Tarefa proposta A
Cite o trecho do texto sobre a hidrovia Araguaia-Tocantins que vai de "O Pedral é um" a "têm sido ignorados.".
Tarefa proposta B
Escreva a sequência do texto sobre a hidrovia Araguaia-Tocantins, começando logo após a última frase apresentada.

Recém-anunciado pelo governo, o novo Programa de Aceleração do Crescimento (PAC) já tem uma crise contratada no sudeste do Pará: as obras para construção da hidrovia Araguaia-Tocantins no município de Itupiranga, a mais de 600 km da capital Belém. As gestões de Helder Barbalho (MDB), no Pará, e Wanderlei Barbosa (Republicanos), no Tocantins, têm feito lobby pelo projeto, com capacidade prevista de escoamento de 20 milhões a 60 milhões de toneladas de carga por ano. Objeto de promessas políticas há décadas, a hidrovia ganhou apoio do governo Lula no primeiro semestre, inclusive com endosso do ministro de Portos e Aeroportos, Márcio França – fato anunciado após uma reunião com o governador do Tocantins no último dia 21 de março.
Mas a iniciativa nunca saiu do papel porque há, literalmente, uma pedra em seu caminho, o Pedral do Lourenço, formação rochosa espalhada por 35 km do rio Tocantins, entre o vilarejo de Santa Teresinha do Tauiry e o local conhecido como Ilha do Bogéa, em Itupiranga (PA), que precisará ser inteiramente explodido para viabilizar o projeto.
Meses antes da inclusão da obra no novo PAC, a Agência Pública percorreu de barco o trecho que terá de ser destruído para dar lugar à hidrovia.
Margeado por castanhais e sumaúmas em meio às matas fechadas ao redor do rio, o Pedral do Lourenço garante a sobrevivência de pescadores e também de espécies ameaçadas de extinção na Amazônia – como o boto do Tocantins, a tartaruga da Amazônia e o tracajá, que fazem a desova de seus filhotes na área.
O Pedral é um dos raros pontos de floresta em pé fora das unidades de conservação no sudeste do Pará, uma região dominada, há décadas, pelo agronegócio e pela mineração. Mais que isso, o trecho que terá de ser explodido abriga pelo menos 22 comunidades ribeirinhas, espalhadas ao longo do curso do rio Tocantins e do lago da usina hidrelétrica de Tucuruí.
À Pública, ribeirinhos e Ministério Público Federal (MPF) denunciaram vícios no processo de licenciamento ambiental da hidrovia, a cargo do Instituto Brasileiro do Meio Ambiente e Recursos Naturais (Ibama). Segundo eles, não há previsões confiáveis quanto aos impactos da obra nas águas e espécies do rio. Além disso, pescadores afirmam que têm sido ignorados.
Desde 2019, o corpo técnico do Ibama identificou uma série de problemas nos relatórios ambientais da obra. Mesmo assim, o ex-presidente da autarquia Eduardo Bim deu uma licença prévia, válida por cinco anos, para a explosão do Pedral no apagar das luzes do governo Bolsonaro.

Linhas fornecidas
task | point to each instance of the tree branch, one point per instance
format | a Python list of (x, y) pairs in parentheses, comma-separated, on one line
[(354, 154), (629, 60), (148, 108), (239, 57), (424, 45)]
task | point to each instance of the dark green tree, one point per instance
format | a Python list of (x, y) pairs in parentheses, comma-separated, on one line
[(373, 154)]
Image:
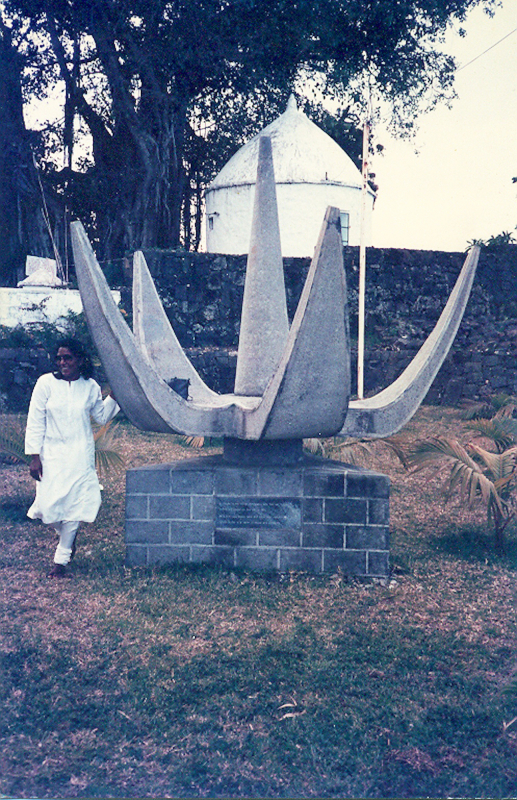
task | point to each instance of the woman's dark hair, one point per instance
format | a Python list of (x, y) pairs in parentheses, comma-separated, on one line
[(77, 349)]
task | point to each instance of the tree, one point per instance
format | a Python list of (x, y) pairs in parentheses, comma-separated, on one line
[(22, 225), (166, 89)]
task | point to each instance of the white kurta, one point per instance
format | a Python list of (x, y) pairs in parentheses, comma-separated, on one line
[(59, 430)]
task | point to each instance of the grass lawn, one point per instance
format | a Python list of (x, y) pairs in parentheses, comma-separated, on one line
[(199, 682)]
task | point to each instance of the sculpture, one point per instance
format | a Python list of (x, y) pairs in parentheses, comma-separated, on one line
[(263, 504), (290, 383)]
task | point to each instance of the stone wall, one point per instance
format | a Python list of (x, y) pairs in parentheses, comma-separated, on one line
[(406, 291)]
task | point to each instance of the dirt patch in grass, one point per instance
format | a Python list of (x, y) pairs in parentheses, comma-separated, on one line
[(192, 681)]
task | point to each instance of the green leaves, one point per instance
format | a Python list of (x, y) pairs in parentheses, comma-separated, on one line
[(476, 472), (107, 457), (12, 441)]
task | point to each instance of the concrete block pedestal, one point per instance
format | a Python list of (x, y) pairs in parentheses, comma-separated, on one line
[(314, 515)]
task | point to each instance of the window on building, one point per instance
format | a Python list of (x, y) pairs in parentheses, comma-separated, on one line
[(345, 227)]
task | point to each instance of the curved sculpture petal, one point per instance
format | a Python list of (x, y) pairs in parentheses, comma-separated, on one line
[(386, 412), (142, 394), (155, 335)]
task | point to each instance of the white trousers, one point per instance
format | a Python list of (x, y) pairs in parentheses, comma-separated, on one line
[(67, 531)]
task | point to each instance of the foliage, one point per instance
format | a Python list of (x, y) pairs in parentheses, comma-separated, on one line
[(190, 682), (108, 457), (358, 452), (12, 441), (500, 405), (505, 237), (475, 472), (163, 92)]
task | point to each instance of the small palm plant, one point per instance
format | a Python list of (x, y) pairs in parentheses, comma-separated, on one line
[(358, 452), (476, 472)]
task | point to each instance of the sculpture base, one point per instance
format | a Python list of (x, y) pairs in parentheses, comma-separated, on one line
[(315, 515)]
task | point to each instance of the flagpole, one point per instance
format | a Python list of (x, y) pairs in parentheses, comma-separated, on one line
[(362, 263)]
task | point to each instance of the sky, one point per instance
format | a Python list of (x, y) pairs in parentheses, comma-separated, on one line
[(452, 182)]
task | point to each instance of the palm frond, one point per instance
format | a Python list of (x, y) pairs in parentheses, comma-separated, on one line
[(426, 451), (502, 431), (107, 457), (353, 451), (499, 465), (193, 441)]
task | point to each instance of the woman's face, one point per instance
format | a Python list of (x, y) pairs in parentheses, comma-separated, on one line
[(68, 365)]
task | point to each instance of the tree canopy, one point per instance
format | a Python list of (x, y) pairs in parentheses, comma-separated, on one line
[(166, 91)]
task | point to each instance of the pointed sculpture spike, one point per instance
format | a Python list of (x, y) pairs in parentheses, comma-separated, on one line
[(309, 392), (264, 323)]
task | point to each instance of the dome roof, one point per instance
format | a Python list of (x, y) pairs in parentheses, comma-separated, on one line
[(302, 153)]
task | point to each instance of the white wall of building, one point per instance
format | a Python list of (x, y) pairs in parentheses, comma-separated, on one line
[(301, 208), (312, 172)]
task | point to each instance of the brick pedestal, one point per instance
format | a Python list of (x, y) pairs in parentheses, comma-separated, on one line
[(316, 516)]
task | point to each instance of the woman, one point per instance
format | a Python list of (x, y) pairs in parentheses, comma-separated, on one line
[(59, 439)]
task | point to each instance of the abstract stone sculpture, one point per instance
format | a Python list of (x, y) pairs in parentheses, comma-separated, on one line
[(263, 504)]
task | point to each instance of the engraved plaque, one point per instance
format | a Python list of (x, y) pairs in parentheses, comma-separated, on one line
[(238, 512)]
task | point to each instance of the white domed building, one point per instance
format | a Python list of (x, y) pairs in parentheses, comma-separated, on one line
[(311, 172)]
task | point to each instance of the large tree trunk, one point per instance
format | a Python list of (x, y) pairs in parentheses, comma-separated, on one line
[(22, 227)]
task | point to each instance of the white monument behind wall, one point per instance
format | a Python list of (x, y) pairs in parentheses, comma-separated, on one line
[(312, 172)]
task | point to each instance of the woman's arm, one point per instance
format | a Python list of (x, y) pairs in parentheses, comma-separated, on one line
[(36, 467), (36, 421), (103, 411)]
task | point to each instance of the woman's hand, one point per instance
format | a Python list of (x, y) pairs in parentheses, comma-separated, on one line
[(36, 468)]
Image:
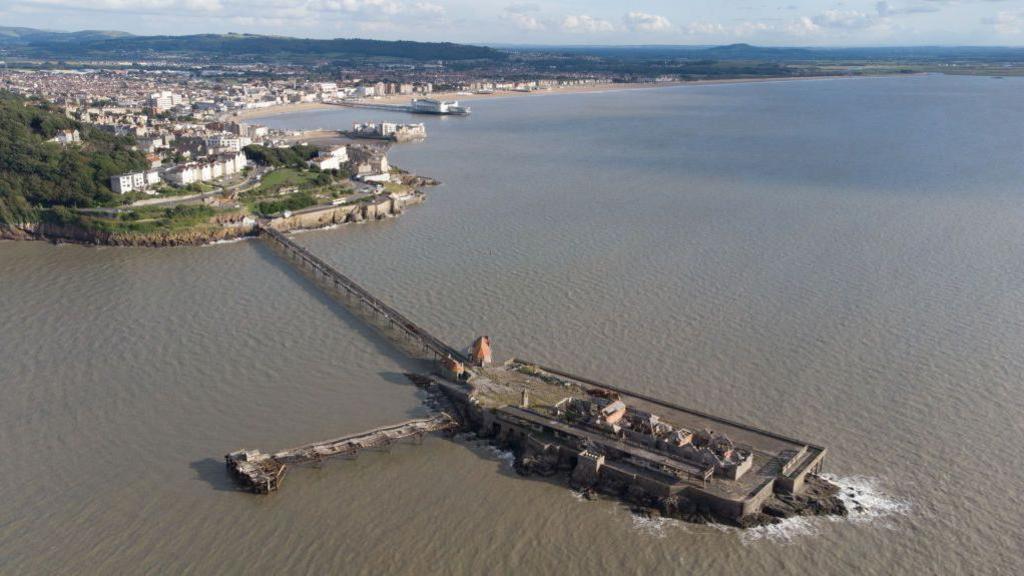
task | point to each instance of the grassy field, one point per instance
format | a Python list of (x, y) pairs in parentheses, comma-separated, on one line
[(283, 177)]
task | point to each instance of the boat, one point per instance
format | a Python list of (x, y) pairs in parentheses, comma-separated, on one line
[(442, 108)]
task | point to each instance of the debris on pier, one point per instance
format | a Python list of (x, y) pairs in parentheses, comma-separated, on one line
[(479, 353), (262, 474)]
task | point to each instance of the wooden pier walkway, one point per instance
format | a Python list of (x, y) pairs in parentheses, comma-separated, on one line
[(353, 444), (263, 474), (331, 276)]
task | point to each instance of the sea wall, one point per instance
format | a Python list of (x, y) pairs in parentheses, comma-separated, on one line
[(220, 230), (377, 209)]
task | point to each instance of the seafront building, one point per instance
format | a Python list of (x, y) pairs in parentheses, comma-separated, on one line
[(201, 171), (135, 181)]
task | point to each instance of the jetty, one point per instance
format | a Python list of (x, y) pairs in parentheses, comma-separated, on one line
[(327, 274), (263, 474), (603, 439)]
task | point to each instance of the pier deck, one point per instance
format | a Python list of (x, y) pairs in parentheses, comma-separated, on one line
[(332, 277), (263, 474)]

Resposta A
O Pedral é um dos raros pontos de floresta em pé fora das unidades de conservação no sudeste do Pará, uma região dominada, há décadas, pelo agronegócio e pela mineração. Mais que isso, o trecho que terá de ser explodido abriga pelo menos 22 comunidades ribeirinhas, espalhadas ao longo do curso do rio Tocantins e do lago da usina hidrelétrica de Tucuruí.
À Pública, ribeirinhos e Ministério Público Federal (MPF) denunciaram vícios no processo de licenciamento ambiental da hidrovia, a cargo do Instituto Brasileiro do Meio Ambiente e Recursos Naturais (Ibama). Segundo eles, não há previsões confiáveis quanto aos impactos da obra nas águas e espécies do rio. Além disso, pescadores afirmam que têm sido ignorados.

Resposta B
“Dizem que a obra vai beneficiar todo mundo, vai gerar emprego… emprego pra quem? Vai impactar o rio, o nosso modo tradicional de vida, não vai dar pra pescar como sempre fizemos. Eles querem deixar só as mazelas sociais para nós?”, afirma à Pública o presidente da Associação das Comunidades Ribeirinhas do Pedral do Lourenço (Acrevita), Ronaldo Macena.
“Esse projeto foi feito pra beneficiar o agronegócio, a mineração, que vão lucrando e deixando os povos tradicionais para trás. Sabe qual é a nossa preocupação? Que, daqui um tempo, a gente não esteja mais aqui e todo esse trecho vire um monte de plantação de soja, de milho, beneficiando só os grandes – igual ao que aconteceu na construção da usina de Tucuruí”, diz Macena, morador da Vila Tauiry – um dos locais futuramente mais impactados pela obra, dada sua proximidade com a cidade de Itupiranga.
Segundo o MPF, existem “erros grosseiros” nos estudos aprovados da hidrovia, feitos pela empresa DTA Engenharia – vencedora da licitação do Departamento Nacional de Infraestrutura de Transportes (Dnit), responsável pela obra. A empresa cuida dos estudos ambientais do projeto, além da engenharia e da própria explosão do Pedral do Lourenço.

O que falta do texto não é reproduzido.